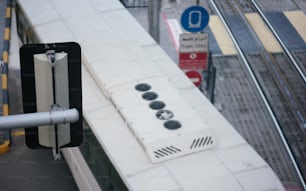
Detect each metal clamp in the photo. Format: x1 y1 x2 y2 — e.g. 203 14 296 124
46 50 57 67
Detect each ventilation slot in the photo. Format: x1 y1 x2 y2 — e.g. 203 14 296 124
190 136 213 149
154 146 181 158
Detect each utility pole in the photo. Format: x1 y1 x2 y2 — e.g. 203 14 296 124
148 0 161 43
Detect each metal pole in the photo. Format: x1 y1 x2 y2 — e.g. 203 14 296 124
207 65 216 104
0 108 79 129
148 0 161 43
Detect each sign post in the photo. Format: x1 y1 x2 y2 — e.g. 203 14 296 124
18 42 83 160
179 33 208 71
185 70 203 87
180 6 210 88
180 6 209 33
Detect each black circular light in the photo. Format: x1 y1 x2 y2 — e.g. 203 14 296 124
149 101 165 110
142 92 158 101
135 83 151 92
164 120 181 130
156 110 174 120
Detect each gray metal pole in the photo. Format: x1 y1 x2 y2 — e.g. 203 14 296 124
0 108 79 129
148 0 161 43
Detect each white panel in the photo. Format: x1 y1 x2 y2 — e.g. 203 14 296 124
142 45 193 90
54 53 69 108
64 16 118 46
127 166 181 191
19 0 60 26
89 0 123 12
51 0 97 18
215 145 267 173
54 53 71 146
34 52 70 147
165 152 244 191
101 8 156 46
235 168 285 191
34 54 54 147
63 14 162 89
84 44 163 89
35 20 76 43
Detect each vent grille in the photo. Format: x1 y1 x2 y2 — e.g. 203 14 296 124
190 136 213 149
154 146 181 158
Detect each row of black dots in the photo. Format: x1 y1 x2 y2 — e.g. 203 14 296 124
135 83 181 130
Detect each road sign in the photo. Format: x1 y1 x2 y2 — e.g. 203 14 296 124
179 33 209 70
181 6 210 33
20 42 82 149
185 70 202 87
179 52 208 70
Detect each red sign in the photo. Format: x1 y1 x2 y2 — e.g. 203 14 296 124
179 33 209 71
179 52 208 70
185 70 202 87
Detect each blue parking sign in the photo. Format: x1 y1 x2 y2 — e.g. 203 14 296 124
181 6 210 33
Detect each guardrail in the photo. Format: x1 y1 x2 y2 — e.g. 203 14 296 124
0 0 12 154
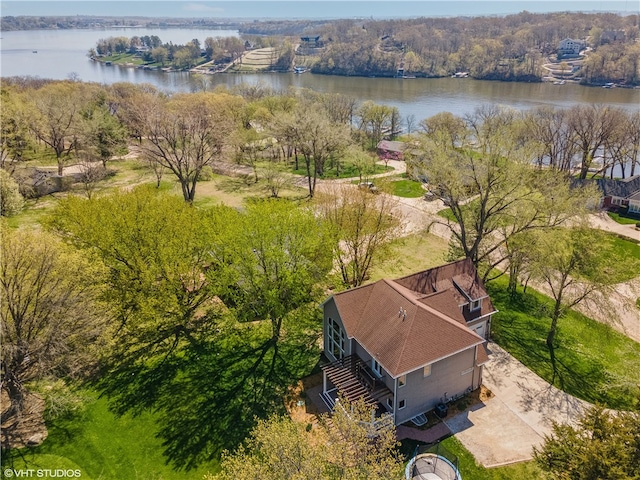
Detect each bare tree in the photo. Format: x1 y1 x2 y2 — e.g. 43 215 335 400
0 228 106 437
317 183 401 287
568 105 624 180
140 92 236 202
28 81 93 175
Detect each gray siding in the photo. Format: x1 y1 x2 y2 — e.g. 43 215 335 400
394 348 481 425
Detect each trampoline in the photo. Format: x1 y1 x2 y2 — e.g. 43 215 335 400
405 453 462 480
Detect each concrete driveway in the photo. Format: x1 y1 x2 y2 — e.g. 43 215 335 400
444 342 590 467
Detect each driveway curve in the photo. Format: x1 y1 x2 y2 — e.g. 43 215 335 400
444 342 590 467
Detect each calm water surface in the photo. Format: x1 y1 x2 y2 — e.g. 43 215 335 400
1 27 639 120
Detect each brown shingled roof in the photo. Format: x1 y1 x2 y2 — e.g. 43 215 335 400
331 259 490 378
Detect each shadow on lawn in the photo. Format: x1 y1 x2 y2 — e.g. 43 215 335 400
95 322 321 471
490 286 626 409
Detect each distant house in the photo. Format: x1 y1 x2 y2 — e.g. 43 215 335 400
320 258 495 426
377 140 407 160
593 176 640 214
300 35 322 48
557 38 585 57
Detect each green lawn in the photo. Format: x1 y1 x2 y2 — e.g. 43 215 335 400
607 211 640 225
369 232 450 281
596 232 640 283
489 276 640 410
1 394 219 480
383 178 425 198
401 437 546 480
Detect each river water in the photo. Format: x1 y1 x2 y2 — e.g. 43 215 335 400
2 27 639 122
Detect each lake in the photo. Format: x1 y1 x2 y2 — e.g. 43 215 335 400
1 26 639 122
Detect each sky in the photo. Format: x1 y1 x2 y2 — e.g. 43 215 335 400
1 1 637 19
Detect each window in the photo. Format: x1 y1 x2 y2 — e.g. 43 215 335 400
470 299 481 311
611 197 623 206
372 359 382 377
423 365 431 377
398 375 406 388
387 397 393 409
328 318 345 359
399 399 406 410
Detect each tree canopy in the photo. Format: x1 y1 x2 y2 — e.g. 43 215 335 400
534 404 640 480
47 188 332 468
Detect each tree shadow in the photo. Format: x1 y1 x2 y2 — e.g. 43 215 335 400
95 319 320 471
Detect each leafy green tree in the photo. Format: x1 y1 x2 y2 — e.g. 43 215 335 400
80 101 128 168
49 190 332 468
212 398 403 480
0 86 32 171
0 226 106 432
0 170 25 217
534 404 640 480
356 101 400 149
216 199 333 340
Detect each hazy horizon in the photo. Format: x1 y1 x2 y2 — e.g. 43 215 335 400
1 1 637 20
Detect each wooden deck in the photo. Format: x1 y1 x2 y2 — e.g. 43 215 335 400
321 355 393 406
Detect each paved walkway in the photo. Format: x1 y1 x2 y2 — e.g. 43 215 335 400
445 342 590 467
396 422 452 443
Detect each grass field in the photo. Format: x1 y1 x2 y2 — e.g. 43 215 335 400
1 394 219 479
489 276 640 410
607 211 640 225
369 231 450 281
377 176 425 198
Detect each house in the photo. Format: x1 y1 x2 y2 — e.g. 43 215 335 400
557 38 585 57
320 258 496 426
592 175 640 214
300 35 322 48
377 140 407 160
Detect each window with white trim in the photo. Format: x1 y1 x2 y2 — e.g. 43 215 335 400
423 364 431 377
399 399 406 409
470 299 481 311
611 197 623 206
328 318 345 359
398 375 406 388
387 397 393 409
372 359 382 377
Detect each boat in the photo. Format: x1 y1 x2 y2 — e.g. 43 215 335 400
294 66 307 74
553 80 565 85
603 82 615 88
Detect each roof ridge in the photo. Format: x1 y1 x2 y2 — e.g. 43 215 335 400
393 258 470 283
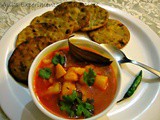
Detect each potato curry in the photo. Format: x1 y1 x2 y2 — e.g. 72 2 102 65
33 47 117 119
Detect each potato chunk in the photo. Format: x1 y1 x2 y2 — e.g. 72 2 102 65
55 63 66 79
69 67 85 75
46 82 61 94
64 70 78 81
61 82 76 96
94 75 108 90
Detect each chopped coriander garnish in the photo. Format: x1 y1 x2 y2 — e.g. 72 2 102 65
62 90 78 103
83 68 96 86
59 90 94 118
52 54 65 65
76 100 93 118
39 68 51 79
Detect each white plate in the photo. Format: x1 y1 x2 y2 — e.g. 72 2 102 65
0 4 160 120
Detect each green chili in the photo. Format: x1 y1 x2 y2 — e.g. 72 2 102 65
118 70 142 102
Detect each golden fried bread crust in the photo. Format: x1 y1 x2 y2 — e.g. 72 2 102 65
30 11 56 24
54 1 90 31
9 37 52 84
16 21 74 46
30 11 76 31
81 4 109 31
88 19 130 49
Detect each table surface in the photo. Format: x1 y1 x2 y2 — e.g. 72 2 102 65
0 0 159 120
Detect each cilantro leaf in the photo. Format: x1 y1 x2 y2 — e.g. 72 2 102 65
76 105 83 116
39 68 51 79
60 101 75 117
84 102 94 110
60 101 70 111
52 54 65 65
59 90 94 118
83 68 96 86
81 105 92 118
62 90 78 103
76 98 94 118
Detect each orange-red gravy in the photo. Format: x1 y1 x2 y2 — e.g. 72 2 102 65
34 47 117 119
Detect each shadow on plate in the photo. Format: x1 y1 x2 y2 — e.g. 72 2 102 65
21 101 52 120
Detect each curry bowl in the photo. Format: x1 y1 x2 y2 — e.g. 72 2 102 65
28 38 122 120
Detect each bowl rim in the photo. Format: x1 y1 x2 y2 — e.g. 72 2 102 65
28 39 122 120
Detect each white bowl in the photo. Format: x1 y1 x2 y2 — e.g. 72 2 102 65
28 39 122 120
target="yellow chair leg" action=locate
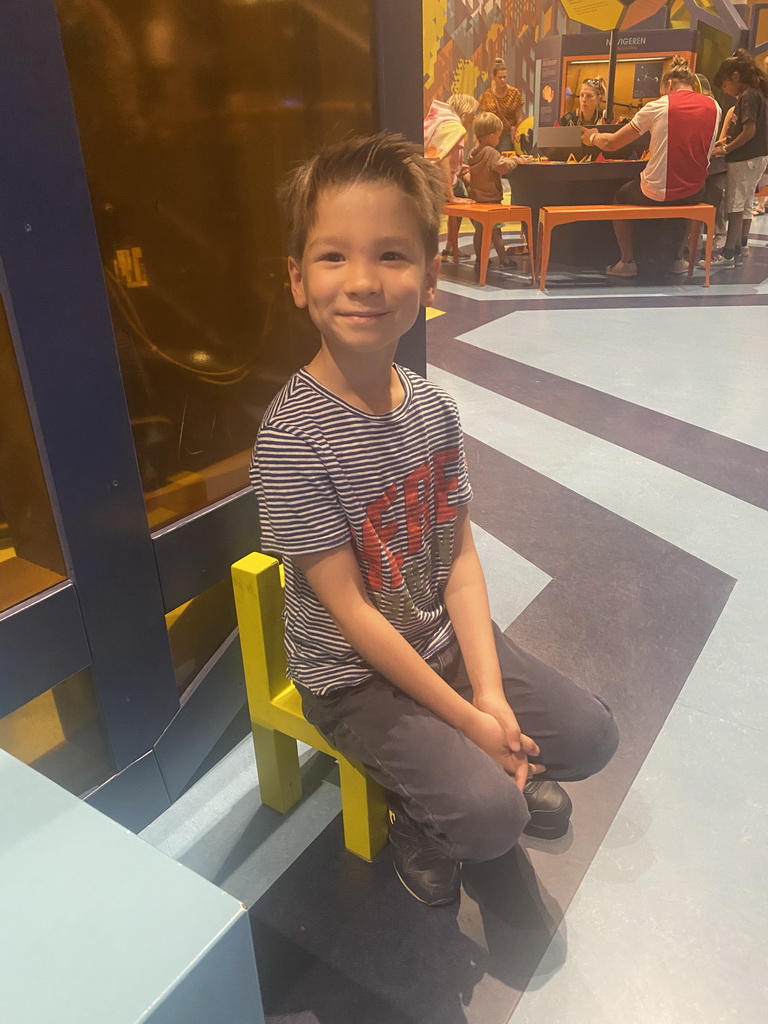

▶ **Instructions for the task**
Every line from the one containing "Detect each orange-red" to the end of the material above is to be returned exactly, with the pictures left out.

▶ **Answer to this task**
Detect each orange-red gravy in the photo. Format: x1 y1 x2 y2 — e.g. 72 2 102 65
34 47 117 119
Detect each shadow on plate in the photo. Format: x1 y1 x2 y2 — e.g. 72 2 102 65
21 101 52 120
Detect each curry bowl in the photo. Format: x1 y1 x2 y2 — e.g. 72 2 102 65
28 38 122 120
Detect each bowl rim in the photo. Format: x1 y1 x2 y2 — e.g. 72 2 102 65
28 39 122 120
Detect each white bowl in the photo. Format: x1 y1 x2 y2 — e.g. 72 2 102 65
28 39 122 120
target="yellow chair leg" action=locate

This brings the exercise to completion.